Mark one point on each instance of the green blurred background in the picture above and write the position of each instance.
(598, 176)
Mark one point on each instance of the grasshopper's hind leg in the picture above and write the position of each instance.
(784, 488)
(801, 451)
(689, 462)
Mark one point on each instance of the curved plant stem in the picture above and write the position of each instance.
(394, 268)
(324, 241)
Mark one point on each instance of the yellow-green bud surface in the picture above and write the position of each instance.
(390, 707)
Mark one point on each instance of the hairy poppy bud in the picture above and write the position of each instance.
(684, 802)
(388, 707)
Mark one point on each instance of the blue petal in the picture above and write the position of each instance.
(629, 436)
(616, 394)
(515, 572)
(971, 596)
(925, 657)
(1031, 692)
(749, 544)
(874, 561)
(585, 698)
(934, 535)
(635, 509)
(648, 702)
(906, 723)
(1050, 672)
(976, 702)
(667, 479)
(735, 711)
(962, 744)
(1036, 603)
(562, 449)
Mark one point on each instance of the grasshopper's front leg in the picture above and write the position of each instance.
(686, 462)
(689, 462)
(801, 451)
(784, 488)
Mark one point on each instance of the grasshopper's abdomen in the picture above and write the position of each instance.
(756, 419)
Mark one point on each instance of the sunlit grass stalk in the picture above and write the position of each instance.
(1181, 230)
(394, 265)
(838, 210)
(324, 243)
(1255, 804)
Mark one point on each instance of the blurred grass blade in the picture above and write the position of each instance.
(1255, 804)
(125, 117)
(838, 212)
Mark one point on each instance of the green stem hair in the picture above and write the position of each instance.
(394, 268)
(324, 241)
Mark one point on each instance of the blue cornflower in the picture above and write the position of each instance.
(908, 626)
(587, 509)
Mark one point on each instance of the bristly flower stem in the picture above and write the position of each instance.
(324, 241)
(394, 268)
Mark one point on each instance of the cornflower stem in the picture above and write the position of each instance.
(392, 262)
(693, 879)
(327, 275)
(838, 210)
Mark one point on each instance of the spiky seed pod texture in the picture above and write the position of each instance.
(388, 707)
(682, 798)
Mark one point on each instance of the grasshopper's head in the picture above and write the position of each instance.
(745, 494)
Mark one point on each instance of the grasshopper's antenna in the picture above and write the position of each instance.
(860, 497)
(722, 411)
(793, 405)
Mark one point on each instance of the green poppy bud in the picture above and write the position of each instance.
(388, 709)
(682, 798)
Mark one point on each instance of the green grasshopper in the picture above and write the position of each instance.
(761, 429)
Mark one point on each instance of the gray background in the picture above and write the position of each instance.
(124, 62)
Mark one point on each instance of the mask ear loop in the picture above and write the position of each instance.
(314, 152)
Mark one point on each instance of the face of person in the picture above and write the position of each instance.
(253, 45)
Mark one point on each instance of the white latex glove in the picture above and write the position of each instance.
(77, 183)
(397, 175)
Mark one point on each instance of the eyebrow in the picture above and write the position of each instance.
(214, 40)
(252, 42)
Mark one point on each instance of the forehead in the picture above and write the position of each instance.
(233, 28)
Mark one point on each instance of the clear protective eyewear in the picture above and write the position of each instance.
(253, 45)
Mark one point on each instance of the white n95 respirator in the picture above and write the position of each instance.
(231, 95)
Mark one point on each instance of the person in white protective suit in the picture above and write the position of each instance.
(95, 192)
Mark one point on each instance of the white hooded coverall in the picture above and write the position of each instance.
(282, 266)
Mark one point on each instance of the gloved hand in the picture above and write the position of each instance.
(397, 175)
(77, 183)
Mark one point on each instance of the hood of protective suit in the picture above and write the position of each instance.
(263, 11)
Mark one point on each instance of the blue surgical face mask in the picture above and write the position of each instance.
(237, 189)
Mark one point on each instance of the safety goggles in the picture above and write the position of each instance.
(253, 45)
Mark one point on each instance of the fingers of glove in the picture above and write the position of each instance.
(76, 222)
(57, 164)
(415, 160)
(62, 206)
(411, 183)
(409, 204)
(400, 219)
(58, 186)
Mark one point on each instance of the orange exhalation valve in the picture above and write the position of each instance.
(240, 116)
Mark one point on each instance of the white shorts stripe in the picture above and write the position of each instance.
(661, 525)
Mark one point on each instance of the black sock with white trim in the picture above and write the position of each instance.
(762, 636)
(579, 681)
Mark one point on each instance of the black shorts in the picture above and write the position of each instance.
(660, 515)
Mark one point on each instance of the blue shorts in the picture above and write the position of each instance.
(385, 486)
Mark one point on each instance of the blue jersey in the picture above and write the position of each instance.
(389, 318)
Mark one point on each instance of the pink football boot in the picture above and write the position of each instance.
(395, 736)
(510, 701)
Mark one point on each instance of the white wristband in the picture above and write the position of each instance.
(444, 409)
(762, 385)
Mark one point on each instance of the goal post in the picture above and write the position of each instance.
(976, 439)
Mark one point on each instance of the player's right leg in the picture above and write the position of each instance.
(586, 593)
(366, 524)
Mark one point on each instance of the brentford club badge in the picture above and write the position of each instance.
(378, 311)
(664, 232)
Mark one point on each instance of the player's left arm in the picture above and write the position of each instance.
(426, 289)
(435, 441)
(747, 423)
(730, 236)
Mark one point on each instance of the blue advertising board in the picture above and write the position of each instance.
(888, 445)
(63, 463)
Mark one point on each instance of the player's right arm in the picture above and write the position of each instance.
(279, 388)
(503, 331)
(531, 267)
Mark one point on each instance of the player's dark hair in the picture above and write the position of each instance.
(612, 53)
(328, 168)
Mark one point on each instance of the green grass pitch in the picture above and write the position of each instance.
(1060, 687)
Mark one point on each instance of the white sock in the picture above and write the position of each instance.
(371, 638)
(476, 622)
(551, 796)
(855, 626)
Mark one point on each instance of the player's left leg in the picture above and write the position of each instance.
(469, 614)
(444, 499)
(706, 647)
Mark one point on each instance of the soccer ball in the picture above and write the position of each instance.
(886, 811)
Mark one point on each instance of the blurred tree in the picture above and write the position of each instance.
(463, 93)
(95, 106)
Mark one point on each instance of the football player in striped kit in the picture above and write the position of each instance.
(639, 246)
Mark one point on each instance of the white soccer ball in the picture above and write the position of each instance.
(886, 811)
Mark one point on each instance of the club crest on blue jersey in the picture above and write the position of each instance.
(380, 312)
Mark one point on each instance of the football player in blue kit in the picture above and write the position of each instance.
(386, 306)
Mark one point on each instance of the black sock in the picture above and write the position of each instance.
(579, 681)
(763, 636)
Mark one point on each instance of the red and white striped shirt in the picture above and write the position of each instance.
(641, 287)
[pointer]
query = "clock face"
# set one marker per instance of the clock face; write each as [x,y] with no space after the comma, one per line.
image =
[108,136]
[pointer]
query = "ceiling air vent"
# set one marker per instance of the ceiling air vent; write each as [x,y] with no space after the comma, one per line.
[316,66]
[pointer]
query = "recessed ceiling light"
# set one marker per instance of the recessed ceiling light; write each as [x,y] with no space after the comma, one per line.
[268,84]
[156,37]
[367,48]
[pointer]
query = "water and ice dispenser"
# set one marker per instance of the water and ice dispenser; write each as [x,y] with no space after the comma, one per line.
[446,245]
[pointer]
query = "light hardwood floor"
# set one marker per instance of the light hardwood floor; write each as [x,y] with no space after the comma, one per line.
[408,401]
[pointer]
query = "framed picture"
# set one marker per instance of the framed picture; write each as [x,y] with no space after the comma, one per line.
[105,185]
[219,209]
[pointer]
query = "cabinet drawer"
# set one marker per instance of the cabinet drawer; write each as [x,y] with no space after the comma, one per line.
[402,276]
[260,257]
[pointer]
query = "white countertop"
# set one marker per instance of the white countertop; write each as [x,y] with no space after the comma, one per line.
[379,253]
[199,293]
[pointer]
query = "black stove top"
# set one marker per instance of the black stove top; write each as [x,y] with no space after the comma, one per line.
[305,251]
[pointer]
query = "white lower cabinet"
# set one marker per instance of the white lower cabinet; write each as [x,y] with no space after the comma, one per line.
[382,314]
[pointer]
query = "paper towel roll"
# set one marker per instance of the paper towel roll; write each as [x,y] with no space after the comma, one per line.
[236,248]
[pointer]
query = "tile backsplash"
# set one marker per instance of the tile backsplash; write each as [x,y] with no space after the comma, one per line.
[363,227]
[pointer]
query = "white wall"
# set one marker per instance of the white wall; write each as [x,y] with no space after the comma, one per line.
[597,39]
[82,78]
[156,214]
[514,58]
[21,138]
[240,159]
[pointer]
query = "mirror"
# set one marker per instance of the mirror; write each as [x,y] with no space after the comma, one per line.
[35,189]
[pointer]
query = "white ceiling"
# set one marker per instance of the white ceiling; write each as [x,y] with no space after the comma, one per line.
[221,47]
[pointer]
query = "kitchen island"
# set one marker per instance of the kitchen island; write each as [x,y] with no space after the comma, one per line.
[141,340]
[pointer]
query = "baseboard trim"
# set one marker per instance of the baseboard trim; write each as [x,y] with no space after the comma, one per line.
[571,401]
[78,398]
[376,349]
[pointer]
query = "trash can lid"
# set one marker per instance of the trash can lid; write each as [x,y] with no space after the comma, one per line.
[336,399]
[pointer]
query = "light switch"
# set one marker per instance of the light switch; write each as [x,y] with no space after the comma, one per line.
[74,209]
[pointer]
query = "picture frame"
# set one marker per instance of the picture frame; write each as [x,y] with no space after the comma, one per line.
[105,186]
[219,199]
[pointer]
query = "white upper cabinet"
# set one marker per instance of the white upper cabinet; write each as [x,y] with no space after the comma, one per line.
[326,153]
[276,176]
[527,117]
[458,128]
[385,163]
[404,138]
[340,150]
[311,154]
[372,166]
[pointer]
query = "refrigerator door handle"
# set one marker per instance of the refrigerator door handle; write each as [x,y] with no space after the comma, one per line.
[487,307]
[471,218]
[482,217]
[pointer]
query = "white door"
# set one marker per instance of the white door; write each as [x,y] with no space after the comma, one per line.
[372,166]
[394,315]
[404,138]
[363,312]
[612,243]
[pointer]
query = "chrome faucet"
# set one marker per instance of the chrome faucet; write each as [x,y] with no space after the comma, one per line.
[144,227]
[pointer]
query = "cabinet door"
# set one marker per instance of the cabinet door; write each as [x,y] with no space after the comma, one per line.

********************

### PROBLEM DESCRIPTION
Pick out every line of the entries above that contains the word "stove", and copy each one in full.

### THE ANSWER
query = "black stove top"
# set one marker per instance of the black stove top; write each as [x,y] with no space after the comma, one per line.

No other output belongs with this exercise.